- _Source excerpt_

--- start ---

[mod_cluster-issues] [JBoss JIRA] (MODCLUSTER-322) Using AverageSystemLoadMetric can improperly cause a Load Factor of 0

Tue Jul 17 11:57:06 EDT 2012

    [ https://issues.jboss.org/browse/MODCLUSTER-322?page=com.atlassian.jira.plugin.system.issuetabpanels:comment-tabpanel&focusedCommentId=12706406#comment-12706406 ] 

Paul Ferraro commented on MODCLUSTER-322:
-----------------------------------------

According to the spec, OperatingSystemMXBean.getSystemLoadAverage() returns:
Returns the system load average for the last minute. The system load average is the sum of the number of runnable entities queued to the available processors and the number of runnable entities running on the available processors averaged over a period of time."

So, it would appear that mod_cluster's AverageSystemLoadMetric needs to divide this number by the value returned by OperatingSystemMXBean.getAvailableProcessors().

--- end ---

- _Material_
--- start ---

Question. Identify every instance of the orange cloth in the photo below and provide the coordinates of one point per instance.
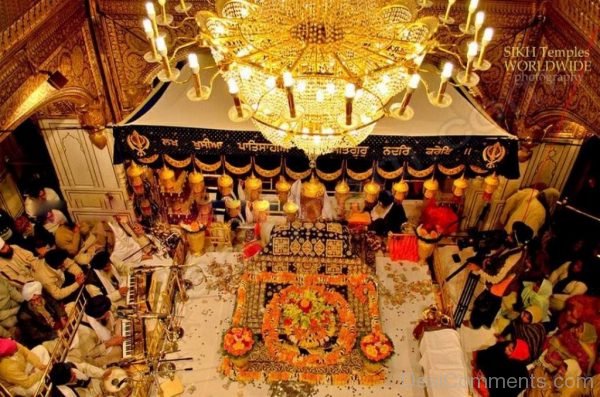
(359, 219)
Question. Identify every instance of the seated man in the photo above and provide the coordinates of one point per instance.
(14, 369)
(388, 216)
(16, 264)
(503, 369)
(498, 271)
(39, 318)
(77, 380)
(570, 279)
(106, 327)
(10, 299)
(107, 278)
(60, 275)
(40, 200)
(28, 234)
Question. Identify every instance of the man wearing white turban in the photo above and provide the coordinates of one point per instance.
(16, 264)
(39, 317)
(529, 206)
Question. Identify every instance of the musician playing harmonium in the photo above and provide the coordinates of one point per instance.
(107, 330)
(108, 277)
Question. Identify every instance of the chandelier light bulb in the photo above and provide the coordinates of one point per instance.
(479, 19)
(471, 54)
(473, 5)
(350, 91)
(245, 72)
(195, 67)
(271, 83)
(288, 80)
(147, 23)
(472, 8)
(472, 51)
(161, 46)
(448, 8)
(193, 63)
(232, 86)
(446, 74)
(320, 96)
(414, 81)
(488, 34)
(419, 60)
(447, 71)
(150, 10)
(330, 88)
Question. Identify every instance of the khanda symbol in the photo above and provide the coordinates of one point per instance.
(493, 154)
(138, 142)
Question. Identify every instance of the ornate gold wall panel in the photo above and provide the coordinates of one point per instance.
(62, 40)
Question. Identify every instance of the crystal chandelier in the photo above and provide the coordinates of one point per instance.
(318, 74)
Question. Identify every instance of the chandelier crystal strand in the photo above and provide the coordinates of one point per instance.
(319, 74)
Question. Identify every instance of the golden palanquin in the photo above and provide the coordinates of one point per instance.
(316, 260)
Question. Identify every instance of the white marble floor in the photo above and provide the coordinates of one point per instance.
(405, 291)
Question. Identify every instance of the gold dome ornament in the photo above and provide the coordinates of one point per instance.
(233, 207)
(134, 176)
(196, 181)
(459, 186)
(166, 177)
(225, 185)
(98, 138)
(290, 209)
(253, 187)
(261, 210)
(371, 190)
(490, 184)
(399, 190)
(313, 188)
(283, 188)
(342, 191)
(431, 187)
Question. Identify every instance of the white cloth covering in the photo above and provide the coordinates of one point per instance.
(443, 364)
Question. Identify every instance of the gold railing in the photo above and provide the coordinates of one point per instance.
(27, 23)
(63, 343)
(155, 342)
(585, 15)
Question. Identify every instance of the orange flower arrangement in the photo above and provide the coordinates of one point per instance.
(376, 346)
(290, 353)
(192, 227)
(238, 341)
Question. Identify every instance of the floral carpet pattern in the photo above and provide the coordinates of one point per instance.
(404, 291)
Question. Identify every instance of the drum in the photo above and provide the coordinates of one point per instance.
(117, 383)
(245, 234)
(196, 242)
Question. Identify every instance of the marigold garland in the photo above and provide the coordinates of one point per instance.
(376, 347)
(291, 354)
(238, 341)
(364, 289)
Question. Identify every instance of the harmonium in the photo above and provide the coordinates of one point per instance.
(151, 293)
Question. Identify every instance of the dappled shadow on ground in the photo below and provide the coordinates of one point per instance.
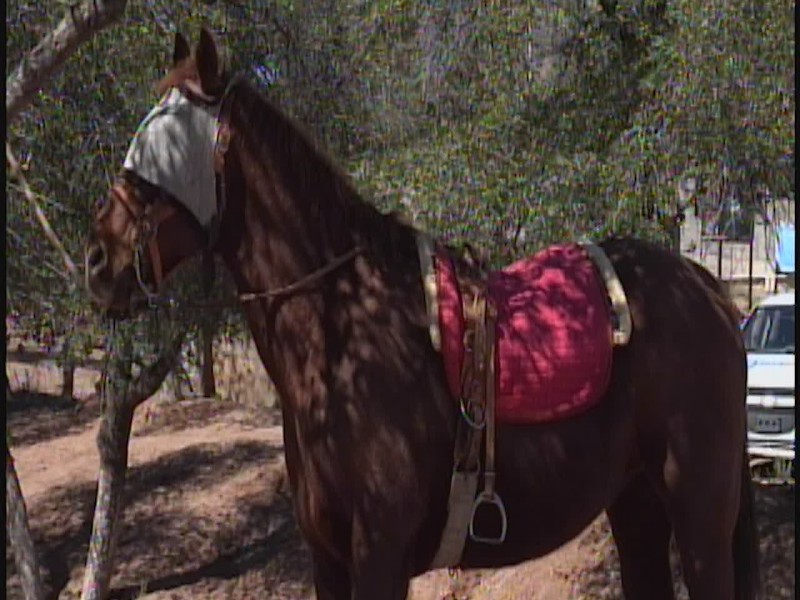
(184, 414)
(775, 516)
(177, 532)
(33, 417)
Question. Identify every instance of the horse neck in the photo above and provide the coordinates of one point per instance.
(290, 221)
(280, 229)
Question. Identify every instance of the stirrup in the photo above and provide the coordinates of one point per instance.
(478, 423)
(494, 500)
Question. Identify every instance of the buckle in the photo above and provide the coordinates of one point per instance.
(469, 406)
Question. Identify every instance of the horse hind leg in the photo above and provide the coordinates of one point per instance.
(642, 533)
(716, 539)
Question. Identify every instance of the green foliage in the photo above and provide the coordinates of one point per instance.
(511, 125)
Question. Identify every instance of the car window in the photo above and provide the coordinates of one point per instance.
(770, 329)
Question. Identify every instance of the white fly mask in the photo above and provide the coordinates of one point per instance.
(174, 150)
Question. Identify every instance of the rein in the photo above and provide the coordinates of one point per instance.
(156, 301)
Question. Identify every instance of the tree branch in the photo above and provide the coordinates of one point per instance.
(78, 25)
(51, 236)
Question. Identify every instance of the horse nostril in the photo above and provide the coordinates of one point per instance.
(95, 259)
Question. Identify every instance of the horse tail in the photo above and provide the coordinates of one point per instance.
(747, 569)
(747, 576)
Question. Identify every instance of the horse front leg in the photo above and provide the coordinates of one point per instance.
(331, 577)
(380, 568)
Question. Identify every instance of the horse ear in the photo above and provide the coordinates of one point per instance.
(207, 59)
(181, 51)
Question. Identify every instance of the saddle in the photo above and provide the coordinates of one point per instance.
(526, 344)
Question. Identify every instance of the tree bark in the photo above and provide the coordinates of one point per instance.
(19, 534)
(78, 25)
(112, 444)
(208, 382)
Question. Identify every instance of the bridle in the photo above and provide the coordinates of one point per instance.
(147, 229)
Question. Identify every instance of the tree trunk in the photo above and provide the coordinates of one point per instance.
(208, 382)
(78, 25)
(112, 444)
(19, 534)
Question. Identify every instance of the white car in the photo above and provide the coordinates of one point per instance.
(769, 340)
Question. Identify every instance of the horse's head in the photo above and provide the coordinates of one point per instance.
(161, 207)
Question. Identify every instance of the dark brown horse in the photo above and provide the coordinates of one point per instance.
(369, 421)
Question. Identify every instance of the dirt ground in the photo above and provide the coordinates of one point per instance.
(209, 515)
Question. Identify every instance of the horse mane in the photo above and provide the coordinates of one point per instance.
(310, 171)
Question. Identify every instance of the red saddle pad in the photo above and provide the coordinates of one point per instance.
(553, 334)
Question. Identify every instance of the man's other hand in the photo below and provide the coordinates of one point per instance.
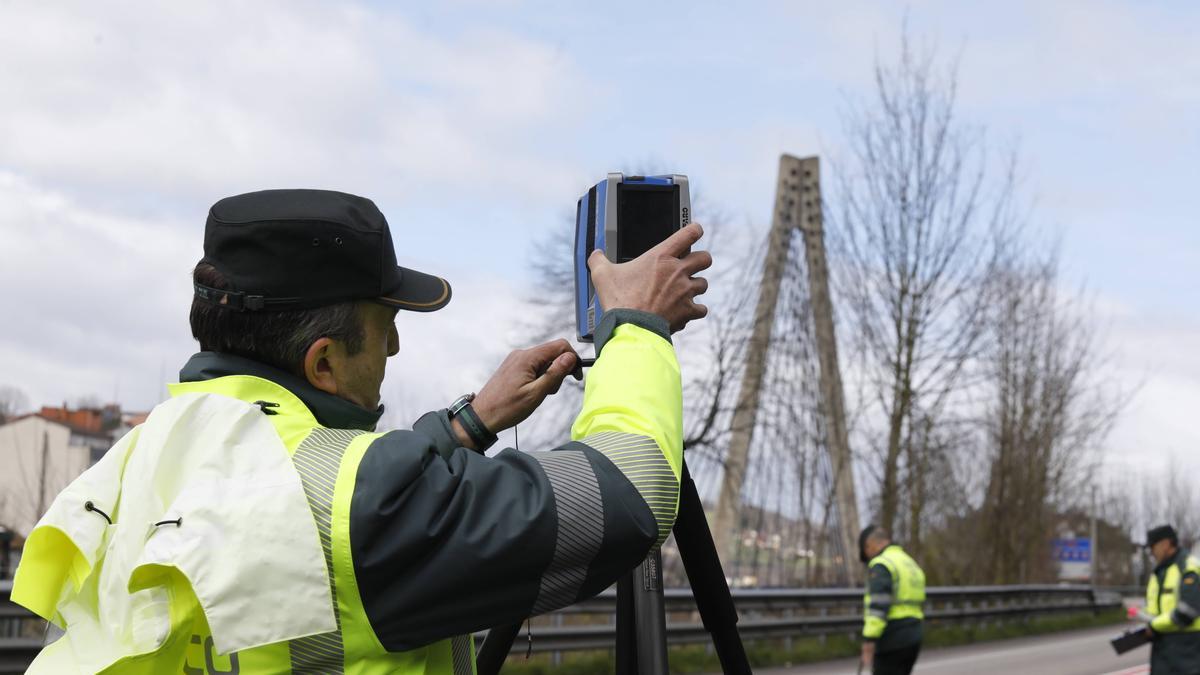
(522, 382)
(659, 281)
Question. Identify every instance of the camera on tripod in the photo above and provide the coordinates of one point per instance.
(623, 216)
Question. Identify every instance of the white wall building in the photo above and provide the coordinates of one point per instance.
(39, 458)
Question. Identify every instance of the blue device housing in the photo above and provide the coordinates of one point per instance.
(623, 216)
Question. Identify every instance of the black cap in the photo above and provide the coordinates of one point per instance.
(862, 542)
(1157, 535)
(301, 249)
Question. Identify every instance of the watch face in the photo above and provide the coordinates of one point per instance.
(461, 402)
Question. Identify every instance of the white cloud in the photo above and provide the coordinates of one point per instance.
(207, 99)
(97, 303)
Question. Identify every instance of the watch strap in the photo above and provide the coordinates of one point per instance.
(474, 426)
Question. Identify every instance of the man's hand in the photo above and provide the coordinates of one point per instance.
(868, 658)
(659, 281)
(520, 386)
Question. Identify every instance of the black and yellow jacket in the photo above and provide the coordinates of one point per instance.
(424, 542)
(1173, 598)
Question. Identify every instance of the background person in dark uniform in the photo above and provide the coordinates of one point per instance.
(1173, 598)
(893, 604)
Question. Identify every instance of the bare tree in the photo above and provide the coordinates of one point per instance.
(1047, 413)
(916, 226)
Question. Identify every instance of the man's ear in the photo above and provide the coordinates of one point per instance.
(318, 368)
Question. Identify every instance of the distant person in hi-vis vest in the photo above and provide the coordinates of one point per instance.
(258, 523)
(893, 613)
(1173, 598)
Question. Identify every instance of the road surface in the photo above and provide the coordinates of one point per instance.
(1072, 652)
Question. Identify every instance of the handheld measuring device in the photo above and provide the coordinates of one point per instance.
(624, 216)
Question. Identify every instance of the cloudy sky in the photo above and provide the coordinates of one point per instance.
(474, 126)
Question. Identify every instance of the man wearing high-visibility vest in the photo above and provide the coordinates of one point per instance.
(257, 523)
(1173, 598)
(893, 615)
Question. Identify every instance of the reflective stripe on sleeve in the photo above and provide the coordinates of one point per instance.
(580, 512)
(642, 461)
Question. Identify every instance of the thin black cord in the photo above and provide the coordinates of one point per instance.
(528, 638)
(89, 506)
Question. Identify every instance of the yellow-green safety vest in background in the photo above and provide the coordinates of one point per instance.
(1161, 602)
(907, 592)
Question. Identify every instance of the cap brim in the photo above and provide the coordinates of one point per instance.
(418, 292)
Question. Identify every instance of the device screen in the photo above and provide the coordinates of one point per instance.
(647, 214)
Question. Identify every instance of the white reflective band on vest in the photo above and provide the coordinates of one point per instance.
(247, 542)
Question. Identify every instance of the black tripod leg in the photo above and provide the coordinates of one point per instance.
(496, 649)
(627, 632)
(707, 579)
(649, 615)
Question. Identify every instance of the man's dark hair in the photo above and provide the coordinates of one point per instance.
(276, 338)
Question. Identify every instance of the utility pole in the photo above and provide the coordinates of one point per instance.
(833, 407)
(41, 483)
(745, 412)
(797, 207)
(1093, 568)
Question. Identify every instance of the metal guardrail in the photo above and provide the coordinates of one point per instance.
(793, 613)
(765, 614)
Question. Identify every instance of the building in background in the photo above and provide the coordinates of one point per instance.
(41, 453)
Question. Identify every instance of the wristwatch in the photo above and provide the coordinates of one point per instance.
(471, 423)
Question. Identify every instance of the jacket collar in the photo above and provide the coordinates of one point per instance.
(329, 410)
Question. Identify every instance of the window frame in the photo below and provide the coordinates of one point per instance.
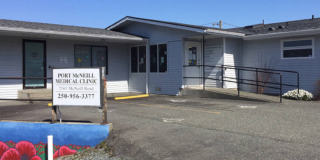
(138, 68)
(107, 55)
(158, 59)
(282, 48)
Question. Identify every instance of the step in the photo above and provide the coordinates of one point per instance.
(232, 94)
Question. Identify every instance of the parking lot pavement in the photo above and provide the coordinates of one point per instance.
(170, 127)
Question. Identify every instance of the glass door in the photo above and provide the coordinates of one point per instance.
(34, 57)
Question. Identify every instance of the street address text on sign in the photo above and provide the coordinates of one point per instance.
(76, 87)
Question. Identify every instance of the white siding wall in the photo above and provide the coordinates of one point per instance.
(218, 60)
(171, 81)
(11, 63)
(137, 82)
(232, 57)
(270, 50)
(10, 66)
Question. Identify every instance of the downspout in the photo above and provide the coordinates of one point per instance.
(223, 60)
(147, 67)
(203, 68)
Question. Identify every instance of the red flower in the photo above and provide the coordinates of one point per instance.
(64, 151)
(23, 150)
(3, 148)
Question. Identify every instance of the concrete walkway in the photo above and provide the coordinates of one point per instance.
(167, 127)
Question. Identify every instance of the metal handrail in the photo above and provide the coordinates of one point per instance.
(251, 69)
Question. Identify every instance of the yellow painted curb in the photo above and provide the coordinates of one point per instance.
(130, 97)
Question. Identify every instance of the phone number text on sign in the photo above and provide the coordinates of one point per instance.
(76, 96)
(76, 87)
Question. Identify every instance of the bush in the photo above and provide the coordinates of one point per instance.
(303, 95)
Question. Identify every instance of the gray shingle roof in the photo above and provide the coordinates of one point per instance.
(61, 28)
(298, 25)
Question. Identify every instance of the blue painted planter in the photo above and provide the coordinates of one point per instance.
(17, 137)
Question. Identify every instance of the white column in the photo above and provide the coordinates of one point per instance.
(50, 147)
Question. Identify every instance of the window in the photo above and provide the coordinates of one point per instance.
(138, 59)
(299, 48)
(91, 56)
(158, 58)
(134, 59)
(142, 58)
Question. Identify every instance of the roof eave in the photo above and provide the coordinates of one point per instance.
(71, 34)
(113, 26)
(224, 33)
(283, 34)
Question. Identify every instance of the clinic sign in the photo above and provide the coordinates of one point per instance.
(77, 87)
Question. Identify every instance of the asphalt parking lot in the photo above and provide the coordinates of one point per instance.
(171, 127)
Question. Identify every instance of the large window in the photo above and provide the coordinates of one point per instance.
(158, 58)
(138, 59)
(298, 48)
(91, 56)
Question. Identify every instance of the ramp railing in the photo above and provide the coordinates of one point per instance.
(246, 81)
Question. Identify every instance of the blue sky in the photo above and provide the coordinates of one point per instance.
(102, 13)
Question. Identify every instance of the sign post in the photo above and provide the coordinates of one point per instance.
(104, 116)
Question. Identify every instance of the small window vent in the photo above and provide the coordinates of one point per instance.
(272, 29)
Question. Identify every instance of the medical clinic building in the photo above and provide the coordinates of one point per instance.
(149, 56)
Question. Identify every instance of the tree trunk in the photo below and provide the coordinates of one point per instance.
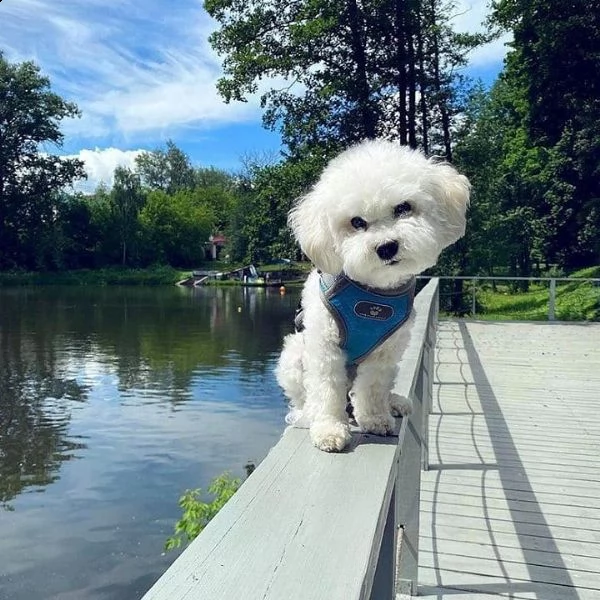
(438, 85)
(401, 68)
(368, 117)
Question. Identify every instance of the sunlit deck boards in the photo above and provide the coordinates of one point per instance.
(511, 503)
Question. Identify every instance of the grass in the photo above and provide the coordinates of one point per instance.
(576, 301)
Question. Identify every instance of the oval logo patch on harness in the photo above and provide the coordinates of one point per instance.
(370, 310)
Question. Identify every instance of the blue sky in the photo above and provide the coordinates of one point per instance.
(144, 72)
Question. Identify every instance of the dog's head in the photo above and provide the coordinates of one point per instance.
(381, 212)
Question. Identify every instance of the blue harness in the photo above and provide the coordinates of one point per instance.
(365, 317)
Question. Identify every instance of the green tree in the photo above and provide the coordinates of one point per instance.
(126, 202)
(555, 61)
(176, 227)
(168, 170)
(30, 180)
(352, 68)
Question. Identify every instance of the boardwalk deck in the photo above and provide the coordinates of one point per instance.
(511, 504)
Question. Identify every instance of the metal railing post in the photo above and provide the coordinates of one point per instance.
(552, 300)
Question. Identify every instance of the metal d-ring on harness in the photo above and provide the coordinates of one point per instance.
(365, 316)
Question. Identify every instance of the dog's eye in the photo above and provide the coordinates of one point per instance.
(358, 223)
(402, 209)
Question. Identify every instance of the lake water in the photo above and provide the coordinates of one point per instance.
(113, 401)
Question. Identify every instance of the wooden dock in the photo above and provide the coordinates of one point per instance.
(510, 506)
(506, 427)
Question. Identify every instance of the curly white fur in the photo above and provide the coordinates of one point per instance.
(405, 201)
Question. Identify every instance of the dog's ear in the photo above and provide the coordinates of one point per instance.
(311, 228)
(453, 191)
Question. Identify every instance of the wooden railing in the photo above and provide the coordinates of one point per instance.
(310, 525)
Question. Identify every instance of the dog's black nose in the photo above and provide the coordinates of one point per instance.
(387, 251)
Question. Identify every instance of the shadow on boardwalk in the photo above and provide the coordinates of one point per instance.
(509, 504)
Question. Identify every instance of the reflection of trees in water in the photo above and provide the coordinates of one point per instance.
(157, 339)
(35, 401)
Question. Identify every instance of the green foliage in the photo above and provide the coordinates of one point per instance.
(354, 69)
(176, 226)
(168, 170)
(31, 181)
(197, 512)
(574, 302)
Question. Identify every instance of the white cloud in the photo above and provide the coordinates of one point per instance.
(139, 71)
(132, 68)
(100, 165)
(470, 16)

--- end ---

Please reproduce the passage of the mod_cluster issue comment above word for word, from "Tue Jul 17 11:57:06" to "returned by OperatingSystemMXBean.getAvailableProcessors().".

- _Full answer_
Tue Jul 17 11:57:06 EDT 2012

    [ https://issues.jboss.org/browse/MODCLUSTER-322?page=com.atlassian.jira.plugin.system.issuetabpanels:comment-tabpanel&focusedCommentId=12706406#comment-12706406 ] 

Paul Ferraro commented on MODCLUSTER-322:
-----------------------------------------

According to the spec, OperatingSystemMXBean.getSystemLoadAverage() returns:
Returns the system load average for the last minute. The system load average is the sum of the number of runnable entities queued to the available processors and the number of runnable entities running on the available processors averaged over a period of time."

So, it would appear that mod_cluster's AverageSystemLoadMetric needs to divide this number by the value returned by OperatingSystemMXBean.getAvailableProcessors().